- Work to be completed
Copy the article below word for word, in full.

- Source text
···
If the people at the helm of affairs do not understand and seriously address this malady, I am afraid India is entering a prolonged period of chaos and anarchy.
 ( The writer, a former judge of the Supreme Court, is chairman of the Press Council of India. )
Published in The Indian EXPRESS on 07/01/2013.

Wednesday, 7 November 2012

Wake Up, India's Bourbons


It’s time for our Bourbons to wake up and sense the anger of the public



Rau mein hai rakhsh-e-umr kahaan dekhiye thame
Nai haath baag par hai, na paa hai rakaab mein
Mirza Ghalib’s couplet quintessentially reflects the historical situation in India today.
“Rau” means speed, “rakhsh” means horse, “umr” means time (it also means life, but here it means time or era), “bag” means “reins” (of a horse), and “rakaab” means stirrup.
Hence the sher means: “The horse of the times is on the gallop, Let us see where it stops/The rider has neither the reins in his hands, nor his feet in the stirrup.”
Ghalib was probably writing of the happenings at the time of the Great Mutiny of 1857, when events took place at a galloping pace. But the beauty of Ghalib’s poetry (as also of much of Urdu poetry) is that it is often universal in time and place.
Today in India, the pace of history has speeded up. Events are taking place even more rapidly than earlier, and one wonders where all this will end.
In the media, one scam after another is reported, often involving politicians who swear by the poor and disadvantaged sections of society.
···
Saved entries:
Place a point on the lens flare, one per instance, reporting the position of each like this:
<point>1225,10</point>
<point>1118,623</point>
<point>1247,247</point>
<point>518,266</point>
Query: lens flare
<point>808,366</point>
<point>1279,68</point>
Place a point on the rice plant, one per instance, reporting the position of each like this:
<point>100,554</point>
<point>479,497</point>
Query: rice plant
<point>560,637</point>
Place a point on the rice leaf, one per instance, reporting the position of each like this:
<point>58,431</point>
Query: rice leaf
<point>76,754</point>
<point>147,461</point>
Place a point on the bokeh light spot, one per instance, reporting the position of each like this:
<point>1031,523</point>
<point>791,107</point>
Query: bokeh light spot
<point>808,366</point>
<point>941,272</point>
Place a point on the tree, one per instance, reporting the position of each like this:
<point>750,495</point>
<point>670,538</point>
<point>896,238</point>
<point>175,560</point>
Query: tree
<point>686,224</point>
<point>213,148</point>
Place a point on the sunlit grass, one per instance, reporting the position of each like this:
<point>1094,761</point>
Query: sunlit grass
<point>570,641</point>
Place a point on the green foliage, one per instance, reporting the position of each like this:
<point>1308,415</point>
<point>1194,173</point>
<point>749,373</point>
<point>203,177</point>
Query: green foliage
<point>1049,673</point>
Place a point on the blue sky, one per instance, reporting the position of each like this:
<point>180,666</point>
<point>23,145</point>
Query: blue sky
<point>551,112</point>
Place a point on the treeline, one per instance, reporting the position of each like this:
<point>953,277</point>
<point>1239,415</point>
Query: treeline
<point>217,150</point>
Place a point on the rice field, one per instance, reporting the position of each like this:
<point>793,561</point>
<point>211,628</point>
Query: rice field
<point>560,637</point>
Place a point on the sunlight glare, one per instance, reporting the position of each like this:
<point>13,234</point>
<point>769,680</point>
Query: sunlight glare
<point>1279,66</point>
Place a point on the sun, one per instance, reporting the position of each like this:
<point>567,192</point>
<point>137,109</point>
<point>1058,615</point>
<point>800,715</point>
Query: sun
···
- Answer box
If the people at the helm of affairs do not understand and seriously address this malady, I am afraid India is entering a prolonged period of chaos and anarchy.
 ( The writer, a former judge of the Supreme Court, is chairman of the Press Council of India. )
Published in The Indian EXPRESS on 07/01/2013.

Wednesday, 7 November 2012

Wake Up, India's Bourbons


It’s time for our Bourbons to wake up and sense the anger of the public



Rau mein hai rakhsh-e-umr kahaan dekhiye thame
Nai haath baag par hai, na paa hai rakaab mein
Mirza Ghalib’s couplet quintessentially reflects the historical situation in India today.
“Rau” means speed, “rakhsh” means horse, “umr” means time (it also means life, but here it means time or era), “bag” means “reins” (of a horse), and “rakaab” means stirrup.
Hence the sher means: “The horse of the times is on the gallop, Let us see where it stops/The rider has neither the reins in his hands, nor his feet in the stirrup.”
Ghalib was probably writing of the happenings at the time of the Great Mutiny of 1857, when events took place at a galloping pace. But the beauty of Ghalib’s poetry (as also of much of Urdu poetry) is that it is often universal in time and place.
Today in India, the pace of history has speeded up. Events are taking place even more rapidly than earlier, and one wonders where all this will end.
In the media, one scam after another is reported, often involving politicians who swear by the poor and disadvantaged sections of society.